Texte source:
MYLENE FARMER

La prêtresse du “Jamais plus”…

En disparaissant dans les flammes sur les dernières notes de « L’horloge » dans le final époustouflant de son Live 2019, Mylène Farmer semblait faire ses adieux, bouclant 35 ans d’une carrière exceptionnelle à travers une minutieuse et réfléchie rétrospective discographique classieuse, en résidence dans l’enceinte de la Défense Arena. C’est dire si l’annonce de la tournée « Nevermore » en 2021, en sortie de confinements répétés, a réveillé toutes les passions et suscité toutes les attentes en même temps qu’il annonçait, par son titre, l’inexorable. 2 ans plus tard, cet énigmatique « Nevermore » se dévoilait enfin. Lancé le 3 juin à Lille, ce qui s’annonce (encore) comme la dernière tournée de Mylène Farmer et qui devait durer 2 mois jouera finalement les prolongations pour cause d’insécurité sociale qui a vu ses 2 Stade de France, aussi attendus qu’incontournables, reportés en 2024. En attendant, retour sur cette grand messe monumentale et magistrale…

Certains ont attendu plusieurs heures, voire plusieurs jours pour assister au nouveau show de Mylène Farmer, leur reine incontestée depuis près de 40 ans, qui a su créer un univers unique et un lien indéfectible avec eux, à coup de tubes, de mots littéraires, poétiques autant que sibyllins, de symboles et d’emblèmes. Et c’est l’un d’eux qu’elle a choisi pour incarner totalement cette série d’ultimes rendez-vous : le corbeau et pas n’importe lequel, celui de l’un de ses poètes favoris : Edgar Allan Poe. C’est celui qui trône, royal, au milieu de la scène avant que ne commence le show. Ce corbeau c’est celui du poète qui répète son nom, « Jamais plus »… Nevermore… servant de refrain, symbolisant le désespoir croissant de l’orateur et le sentiment de perte qu’il ressent mais aussi l’inévitabilité (nb : « Dis-moi quel est ton nom de seigneur sur le rivage plutonien de la nuit ! ». Le corbeau répondit : « Plus jamais » »). L’inévitable, c’est le temps qui passe et qui, une fois encore, pose le tempo de cette nouvelle tournée.

Objectif 1:
Reproduisez telles quelles les lignes des enregistrements, depuis leur début jusqu'à la ligne contenant "134L73 131L60 83L42", celle-ci comprise.

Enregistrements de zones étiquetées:
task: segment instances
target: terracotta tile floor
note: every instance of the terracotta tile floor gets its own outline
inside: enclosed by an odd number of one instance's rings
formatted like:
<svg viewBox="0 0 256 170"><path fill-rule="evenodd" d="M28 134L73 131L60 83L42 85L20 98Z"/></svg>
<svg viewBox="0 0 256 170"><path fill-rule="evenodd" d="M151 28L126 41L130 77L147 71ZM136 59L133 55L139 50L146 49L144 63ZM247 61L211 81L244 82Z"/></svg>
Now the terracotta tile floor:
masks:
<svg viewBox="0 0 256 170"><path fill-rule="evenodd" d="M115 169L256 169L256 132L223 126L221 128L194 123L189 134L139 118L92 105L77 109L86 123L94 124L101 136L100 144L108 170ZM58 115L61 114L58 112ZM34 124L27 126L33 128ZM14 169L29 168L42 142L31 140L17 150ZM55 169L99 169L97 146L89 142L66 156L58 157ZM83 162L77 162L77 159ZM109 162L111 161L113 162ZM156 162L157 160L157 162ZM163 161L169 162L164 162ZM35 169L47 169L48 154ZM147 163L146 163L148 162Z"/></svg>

Objectif 2:
Énumérez tous les lieux de concert mentionnés dans le texte sur Mylène Farmer.

Résultat final 1:
task: segment instances
target: terracotta tile floor
note: every instance of the terracotta tile floor gets its own outline
inside: enclosed by an odd number of one instance's rings
formatted like:
<svg viewBox="0 0 256 170"><path fill-rule="evenodd" d="M28 134L73 131L60 83L42 85L20 98Z"/></svg>

Résultat final 2:
La Défense Arena, Lille, le Stade de France